Written request >> Copy out every line of the listing from the line containing "of the dormer" through the end of the listing, including the lines that have no coordinates. Add 39 to each coordinate value as you go.

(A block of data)
——————

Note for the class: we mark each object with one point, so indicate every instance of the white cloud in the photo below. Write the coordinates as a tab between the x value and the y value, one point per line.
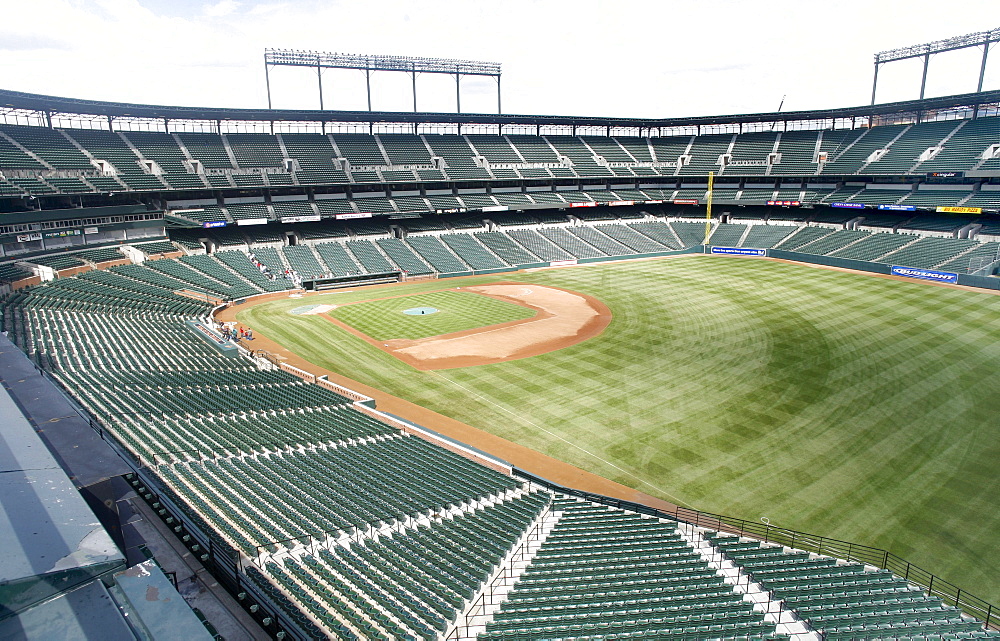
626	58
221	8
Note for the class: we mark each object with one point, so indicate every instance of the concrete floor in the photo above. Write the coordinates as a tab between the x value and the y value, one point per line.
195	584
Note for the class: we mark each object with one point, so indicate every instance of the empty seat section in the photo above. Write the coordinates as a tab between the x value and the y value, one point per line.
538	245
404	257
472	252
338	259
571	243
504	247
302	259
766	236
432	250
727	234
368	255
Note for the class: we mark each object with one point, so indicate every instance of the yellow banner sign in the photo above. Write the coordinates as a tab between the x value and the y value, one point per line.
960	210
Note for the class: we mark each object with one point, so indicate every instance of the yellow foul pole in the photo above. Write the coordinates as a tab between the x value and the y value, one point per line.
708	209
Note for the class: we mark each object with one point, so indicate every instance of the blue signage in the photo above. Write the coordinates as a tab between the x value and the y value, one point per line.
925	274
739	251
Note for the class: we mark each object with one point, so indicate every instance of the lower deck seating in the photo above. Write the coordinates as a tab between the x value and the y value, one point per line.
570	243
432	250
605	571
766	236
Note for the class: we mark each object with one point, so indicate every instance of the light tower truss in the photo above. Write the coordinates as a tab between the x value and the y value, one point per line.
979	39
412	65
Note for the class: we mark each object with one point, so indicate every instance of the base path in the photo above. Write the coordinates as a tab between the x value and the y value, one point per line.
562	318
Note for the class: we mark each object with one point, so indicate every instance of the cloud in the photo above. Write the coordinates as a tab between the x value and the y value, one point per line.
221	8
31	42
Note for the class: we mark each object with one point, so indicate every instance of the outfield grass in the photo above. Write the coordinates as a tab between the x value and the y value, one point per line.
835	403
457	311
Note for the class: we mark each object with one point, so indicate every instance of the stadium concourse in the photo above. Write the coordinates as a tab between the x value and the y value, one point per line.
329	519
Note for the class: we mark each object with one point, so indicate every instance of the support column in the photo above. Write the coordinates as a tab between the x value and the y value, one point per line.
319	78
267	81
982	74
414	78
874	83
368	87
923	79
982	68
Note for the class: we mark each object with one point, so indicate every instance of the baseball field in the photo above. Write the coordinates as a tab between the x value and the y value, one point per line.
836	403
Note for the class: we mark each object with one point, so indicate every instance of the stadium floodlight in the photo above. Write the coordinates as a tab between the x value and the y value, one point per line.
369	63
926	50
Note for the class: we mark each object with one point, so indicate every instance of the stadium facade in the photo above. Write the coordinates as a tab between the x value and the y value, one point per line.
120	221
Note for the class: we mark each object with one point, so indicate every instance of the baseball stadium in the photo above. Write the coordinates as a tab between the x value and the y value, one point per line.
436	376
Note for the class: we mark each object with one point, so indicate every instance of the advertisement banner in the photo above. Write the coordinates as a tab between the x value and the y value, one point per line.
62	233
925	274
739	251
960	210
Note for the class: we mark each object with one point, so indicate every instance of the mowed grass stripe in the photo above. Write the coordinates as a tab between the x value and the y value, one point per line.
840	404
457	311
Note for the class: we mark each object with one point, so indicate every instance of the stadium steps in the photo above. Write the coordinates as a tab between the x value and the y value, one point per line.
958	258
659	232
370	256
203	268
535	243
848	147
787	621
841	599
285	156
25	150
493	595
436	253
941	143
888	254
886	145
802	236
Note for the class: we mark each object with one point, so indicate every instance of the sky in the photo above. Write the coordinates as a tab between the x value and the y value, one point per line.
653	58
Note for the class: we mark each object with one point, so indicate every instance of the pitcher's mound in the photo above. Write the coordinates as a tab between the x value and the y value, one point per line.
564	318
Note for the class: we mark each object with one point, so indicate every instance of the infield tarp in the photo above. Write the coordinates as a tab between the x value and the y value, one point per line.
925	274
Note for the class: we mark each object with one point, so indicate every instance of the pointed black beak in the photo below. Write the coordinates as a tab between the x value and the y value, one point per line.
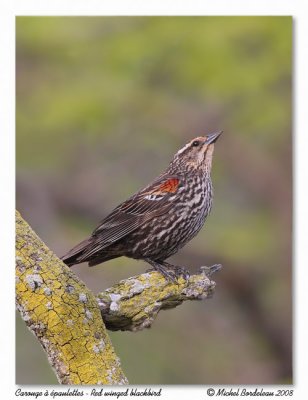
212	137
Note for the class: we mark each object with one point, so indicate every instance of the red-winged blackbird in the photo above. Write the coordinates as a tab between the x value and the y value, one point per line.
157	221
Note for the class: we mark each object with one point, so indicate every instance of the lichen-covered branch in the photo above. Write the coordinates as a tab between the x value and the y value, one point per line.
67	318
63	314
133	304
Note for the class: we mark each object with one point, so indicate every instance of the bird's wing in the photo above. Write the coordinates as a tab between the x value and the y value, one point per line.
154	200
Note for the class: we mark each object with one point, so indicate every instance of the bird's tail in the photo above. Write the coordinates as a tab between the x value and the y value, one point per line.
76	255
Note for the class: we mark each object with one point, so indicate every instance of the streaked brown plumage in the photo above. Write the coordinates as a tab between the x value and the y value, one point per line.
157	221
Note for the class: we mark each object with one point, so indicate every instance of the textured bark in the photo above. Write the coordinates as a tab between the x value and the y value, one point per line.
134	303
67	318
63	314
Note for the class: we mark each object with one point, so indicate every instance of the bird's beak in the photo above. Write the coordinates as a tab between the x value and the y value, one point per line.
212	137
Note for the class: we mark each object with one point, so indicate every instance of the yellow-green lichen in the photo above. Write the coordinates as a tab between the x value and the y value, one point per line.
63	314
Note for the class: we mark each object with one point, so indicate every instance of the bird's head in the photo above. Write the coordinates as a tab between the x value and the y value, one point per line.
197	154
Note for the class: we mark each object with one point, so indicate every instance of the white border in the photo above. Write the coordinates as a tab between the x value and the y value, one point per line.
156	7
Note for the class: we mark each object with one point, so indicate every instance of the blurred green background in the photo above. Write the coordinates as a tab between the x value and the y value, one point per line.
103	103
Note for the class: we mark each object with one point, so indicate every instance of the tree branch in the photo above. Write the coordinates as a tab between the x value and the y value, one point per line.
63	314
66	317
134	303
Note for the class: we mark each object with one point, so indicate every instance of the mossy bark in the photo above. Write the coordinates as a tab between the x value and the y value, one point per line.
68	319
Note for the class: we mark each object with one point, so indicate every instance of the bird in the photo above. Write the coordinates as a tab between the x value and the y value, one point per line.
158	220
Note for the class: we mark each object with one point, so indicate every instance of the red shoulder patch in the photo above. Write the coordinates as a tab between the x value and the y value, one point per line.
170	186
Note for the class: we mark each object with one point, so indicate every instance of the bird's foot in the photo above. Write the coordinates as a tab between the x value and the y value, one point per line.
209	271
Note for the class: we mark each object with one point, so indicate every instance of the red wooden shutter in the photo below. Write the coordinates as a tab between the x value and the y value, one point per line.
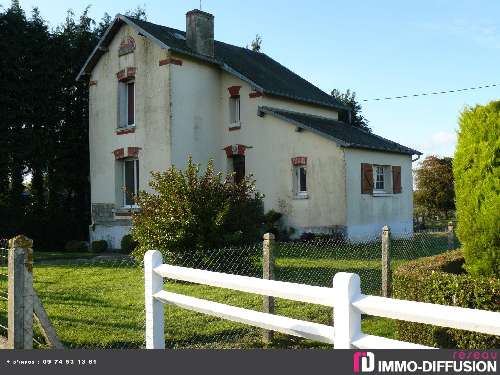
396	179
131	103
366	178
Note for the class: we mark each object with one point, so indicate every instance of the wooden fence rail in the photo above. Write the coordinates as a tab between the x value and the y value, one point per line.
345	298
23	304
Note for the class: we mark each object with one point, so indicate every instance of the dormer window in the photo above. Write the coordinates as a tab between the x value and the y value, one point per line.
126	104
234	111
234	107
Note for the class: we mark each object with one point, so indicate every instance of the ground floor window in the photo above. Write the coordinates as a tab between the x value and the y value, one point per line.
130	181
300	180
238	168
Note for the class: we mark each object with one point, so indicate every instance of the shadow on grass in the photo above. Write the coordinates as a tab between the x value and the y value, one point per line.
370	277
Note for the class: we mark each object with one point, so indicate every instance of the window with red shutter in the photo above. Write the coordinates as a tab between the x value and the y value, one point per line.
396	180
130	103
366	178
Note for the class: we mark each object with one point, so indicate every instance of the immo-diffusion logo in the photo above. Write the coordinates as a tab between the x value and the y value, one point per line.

——————

Final result >>
Note for the class: we mark each object with one point, so indicate every instance of the dormer window in the photo above. Write the coordinates as a tab between the x value and the y value, one point per line.
165	143
273	150
273	146
Note for the class: we mark each object with one point, so indicate every instance of the ground floor window in the photo above. Write the coordinates as a tab between the x value and the y value, one point per line.
169	220
339	219
277	207
Note for the class: we mark each object with one point, so indicate every instance of the shadow on grass in the photo above. Write the coordinates as a tab between the x value and the y value, one point per line.
409	316
Note for the class: we mark each object with one point, so indicate every instance of the window with red shutter in the photo above. Write the coordinates as a tab between the x value and the y value, one point per line.
435	219
169	142
405	217
Note for the class: we mark each object with one point, so indicate every instance of the immo-diffusion logo in the photo above. Write the coordinates as a tab between the x value and the y value, one point per line.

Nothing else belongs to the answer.